Directions >> Each line with the string "query" is to be copied from the records below.

Point localization data >>
((

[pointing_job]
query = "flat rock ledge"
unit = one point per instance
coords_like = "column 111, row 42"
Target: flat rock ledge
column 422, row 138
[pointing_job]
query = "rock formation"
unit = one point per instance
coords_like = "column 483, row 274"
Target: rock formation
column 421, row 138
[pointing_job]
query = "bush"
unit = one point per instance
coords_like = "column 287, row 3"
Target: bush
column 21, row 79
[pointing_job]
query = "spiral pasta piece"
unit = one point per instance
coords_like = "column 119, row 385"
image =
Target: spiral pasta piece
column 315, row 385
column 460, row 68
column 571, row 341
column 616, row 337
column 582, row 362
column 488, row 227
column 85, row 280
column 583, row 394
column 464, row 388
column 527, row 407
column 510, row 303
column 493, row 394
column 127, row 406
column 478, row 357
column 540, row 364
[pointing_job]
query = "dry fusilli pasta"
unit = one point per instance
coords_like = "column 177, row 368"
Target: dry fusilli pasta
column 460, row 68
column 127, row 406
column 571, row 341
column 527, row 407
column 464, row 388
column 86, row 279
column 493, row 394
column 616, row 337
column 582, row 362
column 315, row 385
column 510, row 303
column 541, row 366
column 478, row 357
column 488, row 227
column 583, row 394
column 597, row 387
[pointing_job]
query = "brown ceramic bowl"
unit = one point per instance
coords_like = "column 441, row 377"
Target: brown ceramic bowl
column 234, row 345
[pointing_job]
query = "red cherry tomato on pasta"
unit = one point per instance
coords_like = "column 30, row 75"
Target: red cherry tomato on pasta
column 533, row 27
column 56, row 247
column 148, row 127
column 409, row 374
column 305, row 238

))
((

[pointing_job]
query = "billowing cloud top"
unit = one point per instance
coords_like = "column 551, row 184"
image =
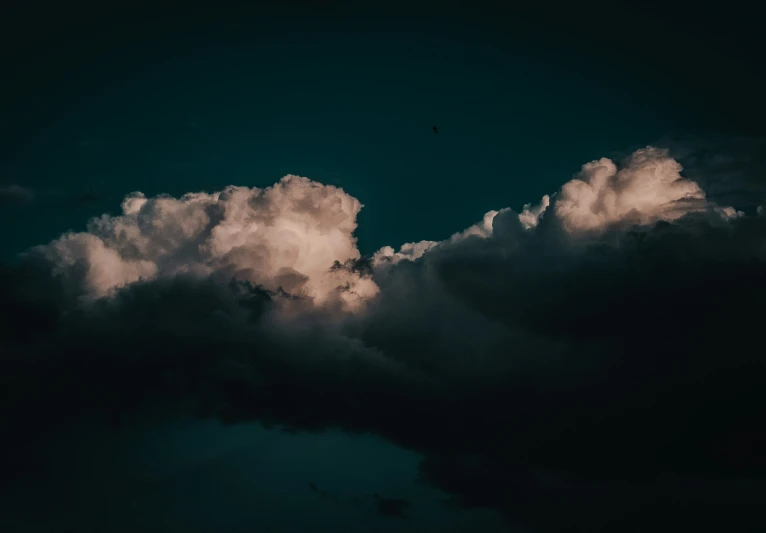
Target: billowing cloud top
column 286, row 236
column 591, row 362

))

Final answer >>
query = "flat rock ledge"
query = "rock formation"
query = "bush"
query = "spiral pasta piece"
query = "dry fusilli pasta"
query = "brown ceramic bowl"
query = "red cherry tomato on pasta"
query = "billowing cloud top"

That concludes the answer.